Dove is mentioned 18 times in the King James Bible. More than any other bird. The beautiful and gentle dove has been emblematic of love and affection and is used sometimes today in celebration of weddings and other tender occasions. King Solomon, in one of his passionate writings mentions this bird in The Song of Solomon:
“My beloved spake, and said unto me, Rise up, my love, my fair one, and come away. For, lo, the winter is past; The rain is over and gone; The flowers appear on the earth; The time of the singing [of birds] is come, And the voice of the turtle-dove is heard in our land;” (Song of Solomon 2:10-12 ASV)
Under the Old Testament Law of Moses, where a lamb or bull was to be offered for various purposes, if the person, especially widows, the poor and unable to afford such an animal, they were permitted to bring two turtle-doves or two young pigeons in its stead. This is given under the several circumstances five times in the book of Leviticus and once in the book of Numbers.
It is worthy of note that these two birds, doves and pigeons, were the only birds which were authorized to be used as a sacrifice.

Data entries
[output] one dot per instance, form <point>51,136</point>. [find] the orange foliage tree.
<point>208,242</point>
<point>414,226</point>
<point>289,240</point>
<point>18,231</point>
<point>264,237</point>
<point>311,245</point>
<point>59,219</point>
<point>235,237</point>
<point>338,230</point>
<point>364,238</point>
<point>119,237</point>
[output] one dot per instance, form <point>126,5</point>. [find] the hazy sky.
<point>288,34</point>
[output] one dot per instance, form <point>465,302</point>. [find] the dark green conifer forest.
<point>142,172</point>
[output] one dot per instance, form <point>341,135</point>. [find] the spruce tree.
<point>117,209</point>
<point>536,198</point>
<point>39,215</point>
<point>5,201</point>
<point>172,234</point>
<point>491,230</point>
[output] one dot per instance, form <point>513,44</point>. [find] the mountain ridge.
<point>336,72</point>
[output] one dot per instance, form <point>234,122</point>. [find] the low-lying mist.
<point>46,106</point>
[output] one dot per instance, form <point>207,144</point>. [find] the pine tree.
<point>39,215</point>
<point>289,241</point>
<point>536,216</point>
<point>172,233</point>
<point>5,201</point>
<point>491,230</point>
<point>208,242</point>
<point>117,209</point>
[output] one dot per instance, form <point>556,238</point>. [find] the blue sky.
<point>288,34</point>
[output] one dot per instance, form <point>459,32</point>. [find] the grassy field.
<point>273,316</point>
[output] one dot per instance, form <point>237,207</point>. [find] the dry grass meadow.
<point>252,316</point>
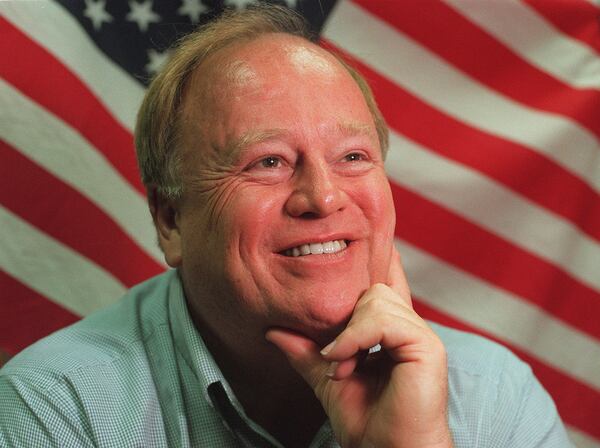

▶ Exercises
**1)** Decide whether each statement agrees with the text about doves, answering yes or no and quoting the deciding words from the text. (a) The dove is mentioned in the King James Bible more often than any other bird. (b) The text says the permission to bring two turtle-doves or two young pigeons appears six times in Leviticus. (c) Pigeons were among the birds authorized for sacrifice.
**2)** Name every book of the Bible that the text about doves mentions.
**3)** Repeat everything in the text about doves from "Dove is mentioned" down to "Solomon 2:10-12 ASV)".

▶ Completed exercise
**1)**
(a) Yes: "More than any other bird."
(b) No: "five times in the book of Leviticus and once in the book of Numbers."
(c) Yes: "these two birds, doves and pigeons, were the only birds which were authorized to be used as a sacrifice."

**2)** The Song of Solomon, Leviticus, Numbers

**3)**
Dove is mentioned 18 times in the King James Bible. More than any other bird. The beautiful and gentle dove has been emblematic of love and affection and is used sometimes today in celebration of weddings and other tender occasions. King Solomon, in one of his passionate writings mentions this bird in The Song of Solomon:
“My beloved spake, and said unto me, Rise up, my love, my fair one, and come away. For, lo, the winter is past; The rain is over and gone; The flowers appear on the earth; The time of the singing [of birds] is come, And the voice of the turtle-dove is heard in our land;” (Song of Solomon 2:10-12 ASV)